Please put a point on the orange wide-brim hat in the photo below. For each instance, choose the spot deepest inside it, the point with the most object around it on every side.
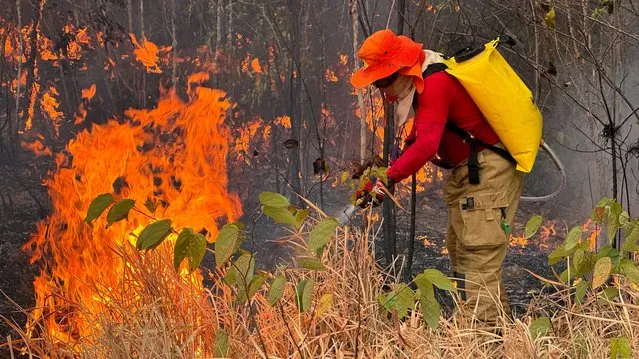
(385, 53)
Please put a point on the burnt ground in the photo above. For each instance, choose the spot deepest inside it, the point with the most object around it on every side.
(24, 201)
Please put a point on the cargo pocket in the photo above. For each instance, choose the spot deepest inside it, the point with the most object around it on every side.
(482, 217)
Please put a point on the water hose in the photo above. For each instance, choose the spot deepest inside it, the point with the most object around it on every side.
(555, 159)
(347, 212)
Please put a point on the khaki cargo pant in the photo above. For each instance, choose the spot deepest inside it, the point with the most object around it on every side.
(476, 242)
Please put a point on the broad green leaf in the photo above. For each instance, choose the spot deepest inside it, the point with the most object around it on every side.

┄┄┄┄┄┄┄┄┄┄

ABOUT THIS TASK:
Please return exactly the lines from the one containing "Please put a point on the cargo" through the end of the entries above, adding no other line.

TASK ANSWER:
Please put a point on the cargo pocket in the photo above. For each instance, choose the spot deepest inside it, the point with the most object around it on every side.
(482, 217)
Please put a point on the water hose in the photo above. For each instance, choose the spot deepest inside it, the point with the most object around it on every side.
(555, 159)
(347, 212)
Please put a point on the khaki cargo pant in the photo above. For each instance, choose the spot deepest inside it, the point with the most object around it on every side.
(476, 242)
Please put a point on the broad green leaf in the photo above. For each instance, choose the spot deepest inside it, the point with the most object around it on every side.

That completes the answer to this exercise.